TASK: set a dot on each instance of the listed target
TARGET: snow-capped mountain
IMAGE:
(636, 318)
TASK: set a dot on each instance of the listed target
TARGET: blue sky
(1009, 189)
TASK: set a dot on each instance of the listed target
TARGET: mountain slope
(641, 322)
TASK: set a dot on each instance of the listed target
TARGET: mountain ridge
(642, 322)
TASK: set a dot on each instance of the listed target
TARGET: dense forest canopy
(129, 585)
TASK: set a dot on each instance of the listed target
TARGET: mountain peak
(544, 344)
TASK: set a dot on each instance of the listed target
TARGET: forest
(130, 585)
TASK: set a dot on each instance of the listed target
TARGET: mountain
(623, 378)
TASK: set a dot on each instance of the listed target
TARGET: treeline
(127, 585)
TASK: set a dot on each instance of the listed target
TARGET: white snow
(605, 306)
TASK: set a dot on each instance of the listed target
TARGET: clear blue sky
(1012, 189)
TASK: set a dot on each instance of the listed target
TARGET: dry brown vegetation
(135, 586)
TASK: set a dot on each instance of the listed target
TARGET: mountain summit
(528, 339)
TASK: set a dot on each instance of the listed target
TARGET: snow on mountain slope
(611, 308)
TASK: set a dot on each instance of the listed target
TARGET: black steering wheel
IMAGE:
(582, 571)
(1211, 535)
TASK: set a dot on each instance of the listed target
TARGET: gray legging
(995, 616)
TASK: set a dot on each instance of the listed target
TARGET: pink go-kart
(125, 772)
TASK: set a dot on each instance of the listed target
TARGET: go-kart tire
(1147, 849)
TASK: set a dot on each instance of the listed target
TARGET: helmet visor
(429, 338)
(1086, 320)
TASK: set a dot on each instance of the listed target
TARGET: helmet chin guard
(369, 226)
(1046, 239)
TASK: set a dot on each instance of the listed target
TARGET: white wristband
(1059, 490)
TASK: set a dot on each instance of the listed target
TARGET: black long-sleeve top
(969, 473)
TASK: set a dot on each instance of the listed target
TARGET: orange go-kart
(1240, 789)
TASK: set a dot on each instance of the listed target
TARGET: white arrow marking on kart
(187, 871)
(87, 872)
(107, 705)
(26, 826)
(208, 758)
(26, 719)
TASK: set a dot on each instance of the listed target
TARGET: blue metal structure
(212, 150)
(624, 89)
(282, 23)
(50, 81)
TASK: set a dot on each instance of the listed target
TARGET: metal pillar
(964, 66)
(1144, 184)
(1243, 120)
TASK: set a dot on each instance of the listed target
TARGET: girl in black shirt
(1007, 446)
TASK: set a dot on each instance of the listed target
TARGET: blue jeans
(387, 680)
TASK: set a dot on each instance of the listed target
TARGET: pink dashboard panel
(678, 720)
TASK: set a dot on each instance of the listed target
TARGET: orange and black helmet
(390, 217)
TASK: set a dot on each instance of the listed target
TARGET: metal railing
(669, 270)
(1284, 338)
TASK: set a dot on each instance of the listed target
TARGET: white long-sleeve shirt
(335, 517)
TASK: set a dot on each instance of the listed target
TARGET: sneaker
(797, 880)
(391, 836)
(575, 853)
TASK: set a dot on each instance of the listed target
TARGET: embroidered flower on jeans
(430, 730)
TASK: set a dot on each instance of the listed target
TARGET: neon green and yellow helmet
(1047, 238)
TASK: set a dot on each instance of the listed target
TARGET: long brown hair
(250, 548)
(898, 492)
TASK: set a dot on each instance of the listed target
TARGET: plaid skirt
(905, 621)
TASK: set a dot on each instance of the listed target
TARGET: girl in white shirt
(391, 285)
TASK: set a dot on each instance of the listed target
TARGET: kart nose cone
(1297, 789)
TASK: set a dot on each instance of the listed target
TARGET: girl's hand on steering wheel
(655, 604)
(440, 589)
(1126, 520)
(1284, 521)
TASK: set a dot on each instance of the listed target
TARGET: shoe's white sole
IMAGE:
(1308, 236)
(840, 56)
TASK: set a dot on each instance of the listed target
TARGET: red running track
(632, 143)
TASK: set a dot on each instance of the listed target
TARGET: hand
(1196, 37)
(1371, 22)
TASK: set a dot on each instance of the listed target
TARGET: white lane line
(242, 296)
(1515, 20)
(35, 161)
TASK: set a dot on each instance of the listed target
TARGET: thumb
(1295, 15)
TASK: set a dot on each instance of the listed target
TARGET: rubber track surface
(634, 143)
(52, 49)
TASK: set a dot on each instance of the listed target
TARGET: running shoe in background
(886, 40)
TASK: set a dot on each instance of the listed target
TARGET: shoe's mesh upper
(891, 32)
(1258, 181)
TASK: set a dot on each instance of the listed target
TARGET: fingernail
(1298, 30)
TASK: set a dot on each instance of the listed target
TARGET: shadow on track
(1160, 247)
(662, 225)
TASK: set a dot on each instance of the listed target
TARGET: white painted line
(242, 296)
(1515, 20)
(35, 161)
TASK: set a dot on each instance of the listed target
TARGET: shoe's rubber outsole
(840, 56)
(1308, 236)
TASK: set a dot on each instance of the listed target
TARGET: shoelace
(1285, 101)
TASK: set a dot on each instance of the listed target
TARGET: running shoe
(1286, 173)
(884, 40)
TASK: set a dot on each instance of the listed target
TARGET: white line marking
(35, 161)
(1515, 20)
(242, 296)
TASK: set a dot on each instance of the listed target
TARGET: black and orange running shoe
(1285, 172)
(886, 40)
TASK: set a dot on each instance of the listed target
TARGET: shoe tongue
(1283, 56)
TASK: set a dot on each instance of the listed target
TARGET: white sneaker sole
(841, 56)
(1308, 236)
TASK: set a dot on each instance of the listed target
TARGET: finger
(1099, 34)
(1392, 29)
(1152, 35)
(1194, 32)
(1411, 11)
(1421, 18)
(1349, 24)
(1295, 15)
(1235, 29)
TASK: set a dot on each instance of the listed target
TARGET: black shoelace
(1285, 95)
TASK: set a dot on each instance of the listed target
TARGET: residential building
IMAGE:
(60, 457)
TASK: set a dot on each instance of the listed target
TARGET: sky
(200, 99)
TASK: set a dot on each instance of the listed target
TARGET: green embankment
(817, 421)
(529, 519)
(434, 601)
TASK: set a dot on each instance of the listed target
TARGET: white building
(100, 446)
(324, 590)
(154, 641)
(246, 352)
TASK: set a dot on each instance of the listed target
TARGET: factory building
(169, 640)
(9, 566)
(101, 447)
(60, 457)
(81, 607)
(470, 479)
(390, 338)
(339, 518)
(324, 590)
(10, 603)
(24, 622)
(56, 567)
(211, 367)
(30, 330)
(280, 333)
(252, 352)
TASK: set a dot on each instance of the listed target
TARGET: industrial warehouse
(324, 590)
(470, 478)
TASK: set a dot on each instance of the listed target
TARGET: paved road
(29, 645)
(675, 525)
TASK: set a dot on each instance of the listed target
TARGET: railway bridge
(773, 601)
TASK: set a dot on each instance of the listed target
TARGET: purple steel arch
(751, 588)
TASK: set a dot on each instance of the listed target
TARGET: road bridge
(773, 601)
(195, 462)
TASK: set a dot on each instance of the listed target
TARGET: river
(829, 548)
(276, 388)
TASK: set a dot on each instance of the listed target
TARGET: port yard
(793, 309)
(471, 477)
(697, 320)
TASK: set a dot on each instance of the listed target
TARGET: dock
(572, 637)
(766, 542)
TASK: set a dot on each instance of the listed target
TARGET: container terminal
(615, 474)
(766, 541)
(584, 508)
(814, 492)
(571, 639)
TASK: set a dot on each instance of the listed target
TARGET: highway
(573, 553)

+ + +

=== WORK INSTRUCTION ===
Every record must appear in the answer exactly as it does above.

=== WORKED SOLUTION ===
TASK: set a dot on each instance of the listed target
TARGET: snow-capped mountain
IMAGE:
(636, 318)
TASK: set a dot on each instance of the listed target
TARGET: blue sky
(1009, 189)
TASK: set a dot on each instance of the listed target
TARGET: mountain slope
(641, 322)
TASK: set a dot on each instance of the listed target
TARGET: mountain ridge
(642, 322)
TASK: set a dot on each instance of the listed target
TARGET: dense forest canopy
(129, 585)
TASK: set a dot on each instance of the listed target
TARGET: mountain peak
(544, 344)
TASK: set a dot on each instance of the listed target
TARGET: forest
(130, 585)
TASK: set a dot on each instance of the listed target
TARGET: mountain
(623, 378)
TASK: set a dot on each instance of the listed target
TARGET: treeline
(127, 585)
TASK: set a dot on each instance of the listed target
TARGET: white snow
(605, 306)
TASK: set a dot on each instance of the listed target
TARGET: clear blue sky
(1012, 189)
TASK: set a dot on each instance of the listed target
TARGET: dry brown vegetation
(135, 586)
TASK: set a dot on each instance of the listed target
TARGET: mountain summit
(528, 339)
TASK: set a dot on each instance of the listed target
TARGET: snow on mountain slope
(611, 308)
TASK: set a dot on each instance of the listed target
TARGET: black steering wheel
IMAGE:
(582, 571)
(1211, 535)
TASK: set a dot on each instance of the listed target
TARGET: gray legging
(995, 616)
TASK: set a dot on each instance of the listed target
TARGET: pink go-kart
(125, 772)
TASK: set a dot on each instance of the listed target
TARGET: go-kart tire
(1147, 849)
TASK: set a dot on each instance of the listed target
TARGET: helmet visor
(429, 338)
(1086, 320)
TASK: set a dot on each instance of the listed target
TARGET: helmet chin guard
(369, 226)
(1046, 239)
TASK: set a dot on each instance of the listed target
TARGET: white wristband
(1059, 490)
TASK: set a dot on each instance of the listed target
TARGET: black long-sleeve top
(969, 473)
TASK: set a dot on each instance of the listed target
TARGET: orange go-kart
(1240, 789)
TASK: set a dot on each instance of the listed target
TARGET: white arrow marking on kart
(187, 871)
(87, 872)
(107, 705)
(26, 826)
(208, 758)
(26, 719)
TASK: set a dot on each instance of the listed target
TARGET: blue metal structure
(212, 150)
(624, 89)
(282, 23)
(50, 81)
TASK: set a dot on each instance of the listed target
TARGET: metal pillar
(964, 66)
(1144, 184)
(1243, 120)
TASK: set a dot on each instance of the listed target
TARGET: girl in black shirt
(1007, 446)
TASK: set a dot on each instance of the listed target
TARGET: blue jeans
(387, 680)
TASK: set a dot on each instance of the listed target
TARGET: pink dashboard panel
(678, 720)
TASK: set a dot on each instance of the listed target
TARGET: orange and black helmet
(390, 217)
TASK: set a dot on each instance of the listed target
TARGET: metal railing
(669, 270)
(1284, 338)
TASK: set a dot on each instance of the listed target
TARGET: white long-sleeve shirt
(335, 517)
TASK: set a dot on each instance of the listed target
TARGET: sneaker
(797, 880)
(391, 836)
(575, 853)
TASK: set a dot on each instance of the listed target
TARGET: embroidered flower on jeans
(430, 730)
TASK: set a dot on each instance of the listed target
TARGET: neon green and yellow helmet
(1047, 238)
TASK: set a dot on each instance of the listed target
TARGET: long brown hair
(250, 548)
(898, 492)
TASK: set a dot on each instance of the listed target
TARGET: plaid skirt
(905, 621)
TASK: set a dot on each instance of the listed target
TARGET: girl in white shirt
(391, 285)
TASK: set a dot on each instance of the listed target
TARGET: kart nose cone
(1297, 789)
TASK: set a dot on each instance of the listed target
TARGET: girl's hand on steering wheel
(655, 604)
(440, 589)
(1126, 520)
(1284, 521)
TASK: set a dot on each instance of the listed target
TARGET: shoe's white sole
IMAGE:
(1308, 236)
(840, 56)
TASK: set a dot on each instance of the listed target
TARGET: red running track
(632, 143)
TASK: set a dot on each instance of the listed target
TARGET: hand
(1196, 37)
(1371, 22)
TASK: set a dot on each instance of the listed target
TARGET: white lane line
(242, 296)
(1515, 20)
(35, 161)
TASK: set a dot on each instance of the listed target
TARGET: thumb
(1295, 15)
TASK: set a dot on each instance of the listed target
TARGET: rubber track surface
(634, 143)
(52, 49)
TASK: set a dot on each instance of the listed target
TARGET: running shoe in background
(886, 40)
TASK: set a dot on each instance of the listed target
TARGET: shoe's mesh upper
(891, 32)
(1258, 181)
TASK: set a dot on each instance of the listed target
TARGET: fingernail
(1298, 30)
TASK: set a dot on each instance of the listed target
TARGET: shadow on track
(1160, 247)
(662, 225)
TASK: set a dot on each instance of the listed target
TARGET: white painted line
(242, 296)
(1515, 20)
(35, 161)
TASK: set a dot on each instance of the listed target
TARGET: shoe's rubber outsole
(840, 56)
(1308, 236)
TASK: set a dot on each instance of the listed target
TARGET: shoelace
(1285, 101)
TASK: set a dot on each instance of the listed target
TARGET: running shoe
(1286, 173)
(884, 40)
TASK: set a dot on each instance of the listed target
TARGET: white line marking
(35, 161)
(1515, 20)
(242, 296)
TASK: set a dot on each instance of the listed target
TARGET: black and orange running shoe
(1285, 172)
(886, 40)
TASK: set a dot on each instance of the listed target
TARGET: shoe tongue
(1283, 56)
TASK: set a dot on each instance of the listed target
TARGET: white sneaker sole
(841, 56)
(1308, 236)
TASK: set a dot on each instance of the listed target
TARGET: finger
(1099, 34)
(1392, 29)
(1152, 35)
(1194, 32)
(1411, 11)
(1421, 18)
(1349, 24)
(1295, 15)
(1235, 29)
TASK: set a dot on each instance of the listed target
TARGET: black shoelace
(1285, 95)
TASK: set a dot on each instance of the listed target
TARGET: residential building
IMAGE:
(60, 457)
TASK: set a dot on each instance of the listed target
TARGET: sky
(200, 99)
TASK: set a dot on each instance of the listed target
TARGET: green embankment
(817, 421)
(529, 519)
(434, 601)
TASK: set a dot on each instance of the listed target
TARGET: white building
(100, 446)
(324, 590)
(154, 641)
(246, 352)
TASK: set a dot on each instance of the listed target
TARGET: factory building
(169, 640)
(9, 566)
(101, 447)
(60, 457)
(81, 607)
(470, 479)
(390, 338)
(339, 518)
(324, 590)
(10, 603)
(24, 622)
(56, 567)
(211, 367)
(30, 330)
(280, 333)
(252, 352)
TASK: set a dot on each instance of the listed target
TARGET: industrial warehouse
(324, 590)
(470, 478)
TASK: set a dot on each instance of the listed target
TARGET: paved road
(29, 645)
(675, 525)
TASK: set a dot on each instance of the listed target
TARGET: railway bridge
(773, 601)
TASK: set a dot on each instance of the listed target
TARGET: purple steel arch
(751, 588)
TASK: set a dot on each instance of the listed target
TARGET: road bridge
(773, 601)
(195, 462)
TASK: set a dot on each instance of the listed target
TARGET: river
(829, 548)
(276, 388)
TASK: set a dot on each instance of the listed target
TARGET: port yard
(793, 309)
(471, 477)
(697, 320)
TASK: set a dot on each instance of the listed target
TARGET: dock
(572, 637)
(766, 542)
TASK: set a dot on each instance of the listed target
TARGET: container terminal
(615, 474)
(766, 541)
(584, 508)
(814, 492)
(571, 639)
TASK: set a dot on each instance of the listed target
TARGET: highway
(573, 553)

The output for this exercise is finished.